** BEGIN Provided records **

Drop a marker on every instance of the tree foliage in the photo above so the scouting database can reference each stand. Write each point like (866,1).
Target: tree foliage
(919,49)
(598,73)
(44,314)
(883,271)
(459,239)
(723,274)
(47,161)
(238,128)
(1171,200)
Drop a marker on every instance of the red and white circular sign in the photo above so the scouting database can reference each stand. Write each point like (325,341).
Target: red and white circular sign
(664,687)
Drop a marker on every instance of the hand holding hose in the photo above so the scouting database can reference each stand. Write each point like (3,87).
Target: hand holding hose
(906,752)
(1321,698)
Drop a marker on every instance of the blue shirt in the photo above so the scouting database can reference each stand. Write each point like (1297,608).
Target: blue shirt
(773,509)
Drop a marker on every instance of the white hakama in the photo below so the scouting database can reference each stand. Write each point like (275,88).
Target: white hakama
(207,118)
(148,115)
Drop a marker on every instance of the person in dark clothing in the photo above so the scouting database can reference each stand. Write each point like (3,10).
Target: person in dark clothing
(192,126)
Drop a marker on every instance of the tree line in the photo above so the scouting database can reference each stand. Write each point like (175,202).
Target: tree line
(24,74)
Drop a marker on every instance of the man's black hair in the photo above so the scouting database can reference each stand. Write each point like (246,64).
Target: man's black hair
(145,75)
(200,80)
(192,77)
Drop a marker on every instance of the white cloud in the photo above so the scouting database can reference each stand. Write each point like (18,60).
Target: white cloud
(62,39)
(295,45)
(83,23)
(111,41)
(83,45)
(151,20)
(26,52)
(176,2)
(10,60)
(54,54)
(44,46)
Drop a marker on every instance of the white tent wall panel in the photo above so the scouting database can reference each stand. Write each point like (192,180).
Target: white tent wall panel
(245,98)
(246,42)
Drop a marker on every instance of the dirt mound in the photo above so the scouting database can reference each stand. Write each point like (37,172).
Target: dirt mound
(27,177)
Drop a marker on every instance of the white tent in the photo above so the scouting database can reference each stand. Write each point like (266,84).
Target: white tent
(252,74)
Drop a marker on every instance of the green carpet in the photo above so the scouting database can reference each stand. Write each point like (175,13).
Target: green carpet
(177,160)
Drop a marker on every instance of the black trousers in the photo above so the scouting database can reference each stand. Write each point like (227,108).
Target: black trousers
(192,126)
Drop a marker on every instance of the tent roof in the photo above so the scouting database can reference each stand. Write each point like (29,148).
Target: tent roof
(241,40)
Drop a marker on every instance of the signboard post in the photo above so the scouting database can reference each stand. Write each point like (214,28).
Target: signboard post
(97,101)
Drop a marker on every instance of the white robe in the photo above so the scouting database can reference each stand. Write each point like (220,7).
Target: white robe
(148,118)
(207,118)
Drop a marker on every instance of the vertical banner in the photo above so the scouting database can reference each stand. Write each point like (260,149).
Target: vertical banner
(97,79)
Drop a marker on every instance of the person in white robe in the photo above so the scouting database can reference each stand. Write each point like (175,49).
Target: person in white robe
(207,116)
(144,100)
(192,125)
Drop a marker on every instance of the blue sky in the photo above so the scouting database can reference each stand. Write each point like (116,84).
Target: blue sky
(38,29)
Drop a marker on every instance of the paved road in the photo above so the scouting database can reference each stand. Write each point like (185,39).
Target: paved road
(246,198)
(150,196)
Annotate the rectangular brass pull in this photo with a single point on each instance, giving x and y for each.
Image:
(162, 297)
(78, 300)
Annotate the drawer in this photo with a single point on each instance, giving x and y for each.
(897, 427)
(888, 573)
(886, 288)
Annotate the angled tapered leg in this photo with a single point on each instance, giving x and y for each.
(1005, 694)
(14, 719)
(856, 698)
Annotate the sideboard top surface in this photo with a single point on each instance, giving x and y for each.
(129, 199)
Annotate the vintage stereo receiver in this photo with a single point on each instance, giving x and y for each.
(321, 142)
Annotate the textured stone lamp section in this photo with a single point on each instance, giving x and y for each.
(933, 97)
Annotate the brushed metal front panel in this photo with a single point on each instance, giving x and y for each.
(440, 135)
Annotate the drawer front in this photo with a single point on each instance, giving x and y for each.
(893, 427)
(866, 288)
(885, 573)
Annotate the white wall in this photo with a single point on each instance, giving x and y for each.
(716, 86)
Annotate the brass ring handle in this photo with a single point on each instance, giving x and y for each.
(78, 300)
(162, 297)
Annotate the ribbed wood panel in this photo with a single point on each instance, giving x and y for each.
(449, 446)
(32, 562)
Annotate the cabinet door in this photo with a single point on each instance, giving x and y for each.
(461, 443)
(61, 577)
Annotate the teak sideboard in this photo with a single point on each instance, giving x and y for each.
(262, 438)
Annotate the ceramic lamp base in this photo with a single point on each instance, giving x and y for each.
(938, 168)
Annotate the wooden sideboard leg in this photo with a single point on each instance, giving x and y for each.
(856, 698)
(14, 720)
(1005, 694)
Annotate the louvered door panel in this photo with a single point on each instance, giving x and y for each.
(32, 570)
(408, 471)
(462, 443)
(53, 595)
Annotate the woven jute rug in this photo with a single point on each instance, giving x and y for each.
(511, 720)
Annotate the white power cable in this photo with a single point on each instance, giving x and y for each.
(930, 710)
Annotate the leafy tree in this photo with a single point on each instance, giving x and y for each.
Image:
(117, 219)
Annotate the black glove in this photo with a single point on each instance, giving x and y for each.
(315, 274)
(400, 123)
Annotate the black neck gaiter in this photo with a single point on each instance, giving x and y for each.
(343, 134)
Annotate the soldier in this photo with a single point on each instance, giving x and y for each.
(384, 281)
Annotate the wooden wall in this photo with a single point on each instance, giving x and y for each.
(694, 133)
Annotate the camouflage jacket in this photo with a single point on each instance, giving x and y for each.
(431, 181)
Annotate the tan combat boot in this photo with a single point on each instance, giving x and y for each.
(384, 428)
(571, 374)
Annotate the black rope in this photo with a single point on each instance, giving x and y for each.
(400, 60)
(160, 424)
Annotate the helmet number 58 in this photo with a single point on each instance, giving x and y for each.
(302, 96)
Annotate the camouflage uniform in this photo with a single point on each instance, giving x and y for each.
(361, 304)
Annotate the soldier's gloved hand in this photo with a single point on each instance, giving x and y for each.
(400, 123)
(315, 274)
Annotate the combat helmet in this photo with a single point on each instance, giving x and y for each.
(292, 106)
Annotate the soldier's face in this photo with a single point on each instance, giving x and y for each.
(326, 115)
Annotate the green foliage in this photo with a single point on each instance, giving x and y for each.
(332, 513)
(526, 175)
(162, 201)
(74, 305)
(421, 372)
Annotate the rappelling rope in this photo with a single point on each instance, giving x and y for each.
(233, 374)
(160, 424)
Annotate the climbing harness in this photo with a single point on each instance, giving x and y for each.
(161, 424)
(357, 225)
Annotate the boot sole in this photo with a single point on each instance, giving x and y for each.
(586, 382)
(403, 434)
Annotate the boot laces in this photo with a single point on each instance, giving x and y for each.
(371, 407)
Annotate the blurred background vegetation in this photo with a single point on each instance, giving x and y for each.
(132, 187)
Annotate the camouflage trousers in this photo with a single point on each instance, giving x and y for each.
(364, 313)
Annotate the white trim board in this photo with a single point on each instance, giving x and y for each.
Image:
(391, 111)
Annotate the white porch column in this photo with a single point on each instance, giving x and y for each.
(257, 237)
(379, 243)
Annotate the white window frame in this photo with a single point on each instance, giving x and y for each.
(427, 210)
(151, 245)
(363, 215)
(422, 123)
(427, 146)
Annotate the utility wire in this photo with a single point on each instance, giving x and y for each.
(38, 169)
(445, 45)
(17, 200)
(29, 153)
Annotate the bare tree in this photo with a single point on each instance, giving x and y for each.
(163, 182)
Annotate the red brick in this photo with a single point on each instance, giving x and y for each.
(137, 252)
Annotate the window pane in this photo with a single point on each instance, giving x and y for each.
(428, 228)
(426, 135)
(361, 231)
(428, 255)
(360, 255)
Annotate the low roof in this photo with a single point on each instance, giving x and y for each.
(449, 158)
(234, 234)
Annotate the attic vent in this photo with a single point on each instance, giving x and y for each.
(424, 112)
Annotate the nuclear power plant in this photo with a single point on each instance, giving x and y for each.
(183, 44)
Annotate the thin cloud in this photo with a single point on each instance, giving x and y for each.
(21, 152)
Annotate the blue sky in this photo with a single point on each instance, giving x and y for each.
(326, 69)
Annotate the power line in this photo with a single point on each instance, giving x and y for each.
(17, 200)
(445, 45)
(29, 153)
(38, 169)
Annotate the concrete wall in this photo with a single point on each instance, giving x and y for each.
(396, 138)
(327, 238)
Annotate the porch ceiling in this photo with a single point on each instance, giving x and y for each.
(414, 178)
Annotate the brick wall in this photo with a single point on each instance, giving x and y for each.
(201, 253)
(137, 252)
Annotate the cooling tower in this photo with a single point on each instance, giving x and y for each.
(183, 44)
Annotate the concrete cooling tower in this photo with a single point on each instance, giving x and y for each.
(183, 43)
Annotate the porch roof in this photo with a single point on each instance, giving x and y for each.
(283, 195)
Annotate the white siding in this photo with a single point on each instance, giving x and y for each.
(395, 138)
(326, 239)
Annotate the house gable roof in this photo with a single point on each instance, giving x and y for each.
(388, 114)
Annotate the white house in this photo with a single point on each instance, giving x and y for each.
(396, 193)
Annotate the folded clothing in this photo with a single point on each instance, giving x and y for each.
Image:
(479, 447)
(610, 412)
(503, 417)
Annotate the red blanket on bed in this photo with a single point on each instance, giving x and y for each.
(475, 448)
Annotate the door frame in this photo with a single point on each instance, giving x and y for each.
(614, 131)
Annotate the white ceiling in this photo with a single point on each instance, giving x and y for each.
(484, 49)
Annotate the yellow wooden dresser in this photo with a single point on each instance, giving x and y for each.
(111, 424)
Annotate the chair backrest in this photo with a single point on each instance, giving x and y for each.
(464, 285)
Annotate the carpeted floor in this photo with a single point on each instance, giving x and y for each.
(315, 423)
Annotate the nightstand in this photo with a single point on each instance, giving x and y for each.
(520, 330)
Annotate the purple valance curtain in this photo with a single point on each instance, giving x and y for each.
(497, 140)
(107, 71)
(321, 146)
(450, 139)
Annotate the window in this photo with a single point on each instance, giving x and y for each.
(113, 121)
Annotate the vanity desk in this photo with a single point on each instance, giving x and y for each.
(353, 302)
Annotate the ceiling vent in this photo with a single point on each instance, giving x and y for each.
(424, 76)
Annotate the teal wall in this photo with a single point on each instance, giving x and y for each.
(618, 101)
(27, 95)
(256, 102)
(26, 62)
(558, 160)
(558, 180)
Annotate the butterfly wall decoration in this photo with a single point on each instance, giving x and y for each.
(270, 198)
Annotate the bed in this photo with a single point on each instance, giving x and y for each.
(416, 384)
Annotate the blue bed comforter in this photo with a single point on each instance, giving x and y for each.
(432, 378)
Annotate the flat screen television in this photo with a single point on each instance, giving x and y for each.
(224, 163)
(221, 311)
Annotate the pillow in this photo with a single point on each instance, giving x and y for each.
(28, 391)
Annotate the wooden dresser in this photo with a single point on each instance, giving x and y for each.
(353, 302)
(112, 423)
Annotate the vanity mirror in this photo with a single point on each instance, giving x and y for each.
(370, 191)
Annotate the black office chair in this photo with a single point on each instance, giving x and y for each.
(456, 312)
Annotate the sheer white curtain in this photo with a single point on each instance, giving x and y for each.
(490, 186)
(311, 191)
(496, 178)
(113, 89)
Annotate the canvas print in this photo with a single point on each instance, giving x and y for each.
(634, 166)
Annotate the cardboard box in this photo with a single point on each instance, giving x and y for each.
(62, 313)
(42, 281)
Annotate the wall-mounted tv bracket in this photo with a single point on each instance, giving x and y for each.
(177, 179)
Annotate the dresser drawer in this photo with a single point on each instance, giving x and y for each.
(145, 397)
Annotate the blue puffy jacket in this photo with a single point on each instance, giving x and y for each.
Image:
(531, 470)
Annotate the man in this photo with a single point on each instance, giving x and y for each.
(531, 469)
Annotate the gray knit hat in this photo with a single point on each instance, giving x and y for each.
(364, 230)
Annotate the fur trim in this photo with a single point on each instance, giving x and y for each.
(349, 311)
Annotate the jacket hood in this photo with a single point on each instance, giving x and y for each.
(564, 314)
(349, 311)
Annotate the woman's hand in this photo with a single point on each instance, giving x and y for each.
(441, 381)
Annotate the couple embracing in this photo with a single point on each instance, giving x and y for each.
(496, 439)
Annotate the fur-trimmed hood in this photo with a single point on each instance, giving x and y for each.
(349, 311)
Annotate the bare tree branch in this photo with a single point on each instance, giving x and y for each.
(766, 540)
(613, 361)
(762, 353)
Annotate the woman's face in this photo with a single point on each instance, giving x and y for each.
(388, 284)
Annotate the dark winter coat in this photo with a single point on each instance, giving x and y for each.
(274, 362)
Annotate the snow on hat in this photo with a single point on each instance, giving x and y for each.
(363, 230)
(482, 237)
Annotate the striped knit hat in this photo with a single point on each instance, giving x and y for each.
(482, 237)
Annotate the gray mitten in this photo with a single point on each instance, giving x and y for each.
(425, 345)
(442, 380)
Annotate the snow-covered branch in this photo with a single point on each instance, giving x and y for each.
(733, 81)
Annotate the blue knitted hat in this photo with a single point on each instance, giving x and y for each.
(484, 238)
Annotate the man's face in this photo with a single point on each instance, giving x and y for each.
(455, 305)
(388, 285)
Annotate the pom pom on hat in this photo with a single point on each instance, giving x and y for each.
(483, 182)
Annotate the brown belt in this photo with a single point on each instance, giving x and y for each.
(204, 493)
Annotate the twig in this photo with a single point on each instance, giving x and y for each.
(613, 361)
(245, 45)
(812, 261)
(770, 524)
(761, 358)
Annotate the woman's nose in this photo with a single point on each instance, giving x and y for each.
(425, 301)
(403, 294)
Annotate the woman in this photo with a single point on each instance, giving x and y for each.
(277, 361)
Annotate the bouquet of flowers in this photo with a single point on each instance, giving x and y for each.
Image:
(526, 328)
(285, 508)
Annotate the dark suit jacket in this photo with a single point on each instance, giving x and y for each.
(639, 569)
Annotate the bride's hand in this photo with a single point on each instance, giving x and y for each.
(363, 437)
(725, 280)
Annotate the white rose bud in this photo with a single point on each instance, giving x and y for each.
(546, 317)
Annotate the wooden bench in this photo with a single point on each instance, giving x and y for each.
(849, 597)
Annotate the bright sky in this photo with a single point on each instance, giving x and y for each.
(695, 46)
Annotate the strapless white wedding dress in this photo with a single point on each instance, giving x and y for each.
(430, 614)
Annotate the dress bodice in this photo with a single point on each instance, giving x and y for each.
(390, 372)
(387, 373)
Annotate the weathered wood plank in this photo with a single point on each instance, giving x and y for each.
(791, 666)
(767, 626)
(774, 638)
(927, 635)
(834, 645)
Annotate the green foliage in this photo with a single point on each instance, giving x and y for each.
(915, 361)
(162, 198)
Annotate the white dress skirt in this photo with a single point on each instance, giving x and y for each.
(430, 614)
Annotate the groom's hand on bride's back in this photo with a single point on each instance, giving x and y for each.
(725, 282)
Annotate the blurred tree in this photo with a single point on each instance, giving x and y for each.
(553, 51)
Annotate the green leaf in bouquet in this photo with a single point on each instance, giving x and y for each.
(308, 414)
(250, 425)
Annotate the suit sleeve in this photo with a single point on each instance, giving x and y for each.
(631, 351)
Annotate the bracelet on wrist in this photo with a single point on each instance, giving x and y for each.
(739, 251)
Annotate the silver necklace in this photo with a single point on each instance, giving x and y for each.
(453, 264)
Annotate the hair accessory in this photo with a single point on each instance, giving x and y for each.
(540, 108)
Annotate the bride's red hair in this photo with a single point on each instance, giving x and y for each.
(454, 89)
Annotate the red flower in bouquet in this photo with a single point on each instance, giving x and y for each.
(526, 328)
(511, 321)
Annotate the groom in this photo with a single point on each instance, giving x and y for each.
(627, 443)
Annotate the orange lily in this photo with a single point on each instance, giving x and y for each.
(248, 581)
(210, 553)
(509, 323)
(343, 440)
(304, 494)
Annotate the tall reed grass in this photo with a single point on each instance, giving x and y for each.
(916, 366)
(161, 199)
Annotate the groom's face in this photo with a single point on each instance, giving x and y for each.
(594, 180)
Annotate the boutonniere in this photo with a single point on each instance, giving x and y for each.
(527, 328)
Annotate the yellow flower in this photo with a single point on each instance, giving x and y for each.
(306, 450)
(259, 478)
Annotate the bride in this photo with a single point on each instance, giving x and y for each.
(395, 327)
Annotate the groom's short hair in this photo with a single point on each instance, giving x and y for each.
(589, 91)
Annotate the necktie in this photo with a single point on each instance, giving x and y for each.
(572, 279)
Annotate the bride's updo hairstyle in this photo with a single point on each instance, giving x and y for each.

** END Provided records **

# Stated problem
Please retype, exactly as written, every line from the line containing "Annotate the tall" through the last line of the records above, including both of those lines, and nothing else.

# Final result
Annotate the tall reed grass in this photo with a single point on each instance, giving x and y for each.
(916, 366)
(161, 199)
Annotate the groom's face in this photo with a single point on each instance, giving x and y for each.
(594, 180)
Annotate the boutonniere in this photo with a single point on each instance, giving x and y for each.
(527, 328)
Annotate the yellow flower in this photo with a single point on each instance, giving x and y for each.
(306, 450)
(259, 478)
Annotate the bride in this photo with a single point on each instance, giving x and y for each.
(395, 327)
Annotate the groom's short hair in this photo with a single point on each instance, giving x and y for each.
(589, 91)
Annotate the necktie in this photo with a single point on each instance, giving x and y for each.
(572, 279)
Annotate the bride's updo hairstyle in this photo with a single point on each instance, giving x and y for each.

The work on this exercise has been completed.